### Task goal
Do not carry the pictures over; copy every other part of the entries exactly.
——
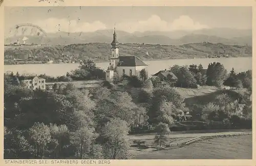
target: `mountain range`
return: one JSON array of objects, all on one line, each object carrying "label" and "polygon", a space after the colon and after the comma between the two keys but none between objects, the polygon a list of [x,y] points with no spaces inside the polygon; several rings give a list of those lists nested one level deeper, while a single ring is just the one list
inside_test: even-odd
[{"label": "mountain range", "polygon": [[[160,45],[182,45],[208,42],[227,45],[249,45],[252,43],[251,30],[228,28],[203,29],[194,31],[172,32],[146,31],[129,33],[117,31],[118,41],[123,43],[144,43]],[[5,44],[9,44],[26,37],[26,43],[46,44],[52,45],[75,43],[111,43],[113,30],[99,30],[94,32],[67,33],[58,32],[48,33],[47,36],[25,34],[6,37]],[[23,42],[22,41],[22,42]]]}]

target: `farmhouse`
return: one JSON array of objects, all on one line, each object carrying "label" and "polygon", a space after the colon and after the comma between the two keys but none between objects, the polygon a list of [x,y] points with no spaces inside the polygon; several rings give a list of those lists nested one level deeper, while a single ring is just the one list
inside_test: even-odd
[{"label": "farmhouse", "polygon": [[158,79],[159,83],[162,84],[165,84],[166,81],[167,81],[171,83],[173,86],[174,86],[178,80],[177,77],[173,72],[166,69],[159,71],[153,75],[152,78],[153,79]]},{"label": "farmhouse", "polygon": [[115,69],[119,76],[125,74],[130,76],[138,75],[141,70],[147,69],[147,65],[136,56],[119,56],[119,43],[117,40],[115,28],[114,30],[113,40],[111,45],[111,61],[109,69],[106,70],[106,80],[108,81],[112,80]]},{"label": "farmhouse", "polygon": [[23,81],[28,89],[46,89],[46,79],[43,78],[35,76],[32,79],[25,79]]}]

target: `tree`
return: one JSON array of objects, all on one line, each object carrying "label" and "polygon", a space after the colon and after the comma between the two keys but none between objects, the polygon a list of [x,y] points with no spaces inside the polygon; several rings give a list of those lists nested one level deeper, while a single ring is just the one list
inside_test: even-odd
[{"label": "tree", "polygon": [[111,118],[119,118],[129,124],[132,123],[133,108],[137,106],[128,93],[100,88],[92,91],[90,93],[96,103],[94,120],[96,131]]},{"label": "tree", "polygon": [[206,122],[207,124],[209,124],[210,121],[212,120],[215,118],[214,116],[219,110],[220,110],[219,105],[211,102],[209,103],[203,107],[201,115],[202,119]]},{"label": "tree", "polygon": [[145,69],[143,69],[140,71],[140,77],[143,82],[144,82],[148,78],[147,71]]},{"label": "tree", "polygon": [[210,86],[220,87],[227,78],[227,70],[220,63],[214,62],[208,66],[206,72],[206,84]]},{"label": "tree", "polygon": [[159,122],[158,117],[161,114],[161,104],[165,101],[170,102],[177,109],[183,110],[184,107],[184,98],[175,89],[168,86],[159,86],[153,93],[152,102],[148,108],[148,123],[156,125]]},{"label": "tree", "polygon": [[145,109],[143,107],[137,107],[134,108],[134,114],[133,116],[135,127],[141,126],[144,125],[147,120]]},{"label": "tree", "polygon": [[216,96],[216,99],[217,102],[224,107],[224,109],[227,104],[231,101],[231,98],[226,93]]},{"label": "tree", "polygon": [[201,73],[202,75],[206,74],[204,73],[204,68],[203,68],[202,64],[198,65],[197,71],[198,72]]},{"label": "tree", "polygon": [[70,77],[75,80],[105,79],[105,72],[96,67],[92,60],[84,60],[80,62],[78,69],[71,72]]},{"label": "tree", "polygon": [[16,76],[17,77],[17,78],[19,78],[20,75],[19,75],[19,73],[18,73],[18,72],[17,72],[17,73],[16,73]]},{"label": "tree", "polygon": [[54,142],[56,143],[55,148],[55,158],[58,158],[64,146],[69,143],[67,142],[67,140],[69,136],[69,130],[66,125],[58,126],[56,124],[50,124],[49,128],[52,135],[52,140],[54,139],[56,140]]},{"label": "tree", "polygon": [[172,102],[162,102],[160,105],[158,121],[170,125],[174,123],[173,117],[177,115],[178,109]]},{"label": "tree", "polygon": [[144,90],[148,92],[152,92],[153,90],[153,84],[151,79],[147,79],[145,81],[143,85]]},{"label": "tree", "polygon": [[48,126],[42,123],[35,123],[29,130],[31,139],[34,143],[35,157],[41,156],[44,158],[47,143],[51,141],[51,133]]},{"label": "tree", "polygon": [[128,156],[128,124],[120,118],[111,119],[102,131],[104,158],[115,159]]},{"label": "tree", "polygon": [[189,88],[197,83],[194,75],[186,66],[175,65],[170,69],[178,78],[176,86],[182,88]]},{"label": "tree", "polygon": [[224,85],[227,86],[237,88],[239,88],[242,86],[241,81],[238,79],[238,76],[234,72],[233,68],[230,71],[228,77],[224,81]]},{"label": "tree", "polygon": [[154,143],[157,145],[159,145],[160,147],[162,146],[165,145],[167,144],[166,135],[170,132],[167,124],[160,123],[156,127],[155,130],[157,131],[157,134],[154,139]]},{"label": "tree", "polygon": [[71,143],[76,147],[80,159],[88,155],[95,136],[93,129],[87,127],[82,127],[73,133]]}]

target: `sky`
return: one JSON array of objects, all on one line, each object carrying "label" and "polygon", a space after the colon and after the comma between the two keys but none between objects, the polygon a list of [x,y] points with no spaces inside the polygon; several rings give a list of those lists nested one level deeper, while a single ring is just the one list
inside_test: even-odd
——
### Answer
target: `mountain range`
return: one JSON array of objects, all on one line, each object carrying "label" and "polygon", a space after the colon and after the comma between the two keys but none between objects, the polygon a list of [x,y] points with no spaces inside the polygon; several rings give a list of those lists nested one level deeper, while a single ring is just the one list
inside_test: even-odd
[{"label": "mountain range", "polygon": [[[160,45],[182,45],[208,42],[227,45],[249,45],[252,43],[251,30],[228,28],[203,29],[194,31],[172,32],[146,31],[129,33],[117,31],[118,41],[123,43],[144,43]],[[5,44],[9,44],[26,37],[26,43],[46,44],[52,45],[75,43],[111,43],[113,30],[99,30],[94,32],[67,33],[58,32],[48,33],[47,36],[25,34],[6,37]],[[23,42],[22,41],[22,42]]]}]

target: `farmhouse`
return: one JSON array of objects, all on one line, each object carrying "label" and "polygon", a space after the colon and after the comma between the two keys but none between objects, the polygon a list of [x,y] points with no spaces inside the polygon; several rings give a list of those lists nested one level deeper, while a single ring is just the one list
inside_test: even-odd
[{"label": "farmhouse", "polygon": [[158,79],[159,83],[162,84],[165,84],[166,81],[167,81],[171,83],[173,86],[174,86],[178,80],[177,77],[173,72],[166,69],[159,71],[153,75],[152,78],[153,79]]},{"label": "farmhouse", "polygon": [[115,69],[119,76],[125,74],[130,76],[138,75],[141,70],[147,69],[147,65],[136,56],[119,56],[119,43],[117,40],[115,28],[114,30],[113,40],[111,45],[111,61],[109,69],[106,70],[106,80],[108,81],[112,80]]},{"label": "farmhouse", "polygon": [[23,81],[28,89],[46,89],[46,79],[43,78],[35,76],[32,79],[25,79]]}]

target: `tree`
return: one JSON array of objects, all on one line, each object carrying "label" and "polygon", a space after the colon and after the comma between the two keys but none between objects, the polygon a list of [x,y] points with no spaces inside the polygon; several rings give a list of those lists nested one level deeper, while a single ring is just the one list
inside_test: even-odd
[{"label": "tree", "polygon": [[111,118],[119,118],[129,124],[132,123],[133,108],[137,106],[128,93],[100,88],[92,91],[90,93],[96,103],[94,120],[96,131]]},{"label": "tree", "polygon": [[206,122],[207,124],[209,124],[210,121],[212,120],[215,118],[214,116],[219,110],[220,110],[219,105],[211,102],[209,103],[203,107],[201,115],[202,119]]},{"label": "tree", "polygon": [[145,69],[143,69],[140,71],[140,77],[143,82],[144,82],[148,78],[147,71]]},{"label": "tree", "polygon": [[210,86],[220,87],[227,78],[227,70],[220,63],[214,62],[208,66],[206,72],[206,84]]},{"label": "tree", "polygon": [[159,122],[158,117],[161,114],[161,104],[165,101],[170,102],[177,109],[183,110],[184,107],[184,98],[175,89],[168,86],[159,86],[153,93],[152,102],[148,108],[148,123],[156,125]]},{"label": "tree", "polygon": [[145,109],[143,107],[137,107],[134,108],[134,114],[133,116],[135,127],[141,126],[144,125],[147,120]]},{"label": "tree", "polygon": [[216,96],[216,99],[217,102],[224,107],[224,109],[227,104],[231,101],[231,98],[226,93]]},{"label": "tree", "polygon": [[201,73],[202,75],[206,74],[204,73],[204,68],[203,68],[202,64],[198,65],[197,71],[198,72]]},{"label": "tree", "polygon": [[70,77],[75,80],[105,79],[105,72],[96,67],[92,60],[84,60],[80,62],[78,69],[71,72]]},{"label": "tree", "polygon": [[16,76],[17,77],[17,78],[19,78],[20,75],[19,75],[19,73],[18,73],[18,72],[17,72],[17,73],[16,73]]},{"label": "tree", "polygon": [[54,142],[56,143],[55,148],[55,158],[58,158],[64,146],[69,143],[67,142],[67,140],[69,136],[69,130],[66,125],[58,126],[56,124],[50,124],[49,128],[52,135],[52,140],[54,139],[56,140]]},{"label": "tree", "polygon": [[172,102],[162,102],[160,105],[158,121],[170,125],[174,123],[173,117],[177,115],[178,109]]},{"label": "tree", "polygon": [[144,90],[148,92],[152,92],[153,90],[153,84],[151,79],[147,79],[145,81],[143,85]]},{"label": "tree", "polygon": [[48,126],[42,123],[35,123],[29,130],[31,139],[34,143],[35,157],[41,156],[44,158],[47,143],[51,141],[51,133]]},{"label": "tree", "polygon": [[128,156],[128,124],[120,118],[111,119],[102,131],[104,158],[115,159]]},{"label": "tree", "polygon": [[189,88],[197,83],[194,75],[186,66],[175,65],[170,69],[178,78],[176,86],[182,88]]},{"label": "tree", "polygon": [[224,85],[227,86],[237,88],[239,88],[242,86],[241,81],[238,79],[238,76],[234,72],[233,68],[230,71],[228,77],[224,81]]},{"label": "tree", "polygon": [[154,143],[157,145],[159,145],[160,147],[162,146],[165,145],[167,144],[166,135],[170,132],[167,124],[160,123],[156,127],[155,130],[157,131],[157,134],[154,139]]},{"label": "tree", "polygon": [[71,143],[76,147],[80,159],[88,155],[95,136],[93,129],[87,127],[82,127],[73,133]]}]

target: `sky`
return: one JSON array of objects, all on one line, each object carrying "label" and "polygon", a space after the colon and after the comma between the two keys but none between objects, the polygon a list of [x,y] points with no spaces inside the polygon; several rings give a list of those lists nested one level deeper, while a single ring is just the one list
inside_test: even-odd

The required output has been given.